Wir haben keine Kulturreferate und Kulturbeauftragten, die Kahlschläge von minus 70 bis minus 100 Prozent im Kulturbudget als ein ernstes Problem im Gemeinderat behandeln würden. Vieles weist drauf hin, daß es da und dort genau umgekehrt ist, daß bestehende Kulturbudget wird als Problem verstanden, seine Abschaffung als politische Leistung angesehen. Ich gehe noch weiter: Niemand hat uns gerufen. Niemand würde beklagen, wenn wir als Kulturschaffende demissionieren wollten.

Daß erfahrene Leute den realen Bedarf, auch auf dem Lande, ganz anders einschätzen und bewerten, gehört zu den gut gehüteten Geheimnissen unseres Metiers. Daß nun langsam Defizite der Regionalenwicklung offensichtlich werden, die auf soziokulturelle Mankos hinweisen, beginnt manchen aufzufallen. Mit Phrasendreschen und Marktschreierei wird nun in solchen Fragen nichts zu erreichen sein.

Was bedeutet nun „Professionalität“ in unserer Profession? Wie kommen wir vom Modus Förderung zum Modus Kooperation? Wie soll unser Verhältnis zur Privatwirtschaft angelegt sein? Wie mögen sich Ehrenamt und Hauptamt zu einander verhalten? Und als inhaltlicher Angelpunkt: Was ist die Gegenwartskunst im Kontrast zu anderen Genres?

[2050: übersicht]

Jahresende

Montage, Demontage, rein mit den Sachen, raus mit den Sachen, Ausstellungen sind und bleiben ein wesentlicher Teil regionalen Kulturgeschehens. Wir haben in Schloß Hainfeld nun das Feld geräumt. Für mich war es die letzte Station dieses Jahres: [link] 2011 erwies sich als ein Jahr, in dem die primäre künstlerische Arbeit weit zurückstehen mußte, um aktuelle Strukturprobleme abzuarbeiten, um wieder Stabilität zu erreichen, wo diverse Krisenentwicklungen der letzten Jahre unser Berufsfeld verwüstet hatten.

- _ERFASSTE ANGABEN_
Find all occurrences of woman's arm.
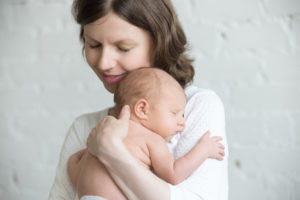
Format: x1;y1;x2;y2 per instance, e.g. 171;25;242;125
88;92;228;200
88;106;170;200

- _AUFGABEN_
1. Schreib den Absatz im Textauszug, der mit „Wir haben keine Kulturreferate“ beginnt, kürzer und behalte dabei seine wesentlichen Aussagen bei.
2. Gib den Textauszug von „Was bedeutet nun“ bis einschließlich „zu anderen Genres?“ wortgetreu wieder.

- _LÖSUNGEN_
1. Es gibt keine Kulturreferate und Kulturbeauftragten, die Kürzungen des Kulturbudgets um 70 bis 100 Prozent im Gemeinderat als ernstes Problem behandeln würden. Vieles deutet darauf hin, dass mancherorts das Gegenteil gilt: Das bestehende Kulturbudget gilt als Problem, seine Abschaffung als politische Leistung. Niemand hat die Kulturschaffenden gerufen, und niemand würde es beklagen, wenn sie demissionieren wollten.

2.
Was bedeutet nun „Professionalität“ in unserer Profession? Wie kommen wir vom Modus Förderung zum Modus Kooperation? Wie soll unser Verhältnis zur Privatwirtschaft angelegt sein? Wie mögen sich Ehrenamt und Hauptamt zu einander verhalten? Und als inhaltlicher Angelpunkt: Was ist die Gegenwartskunst im Kontrast zu anderen Genres?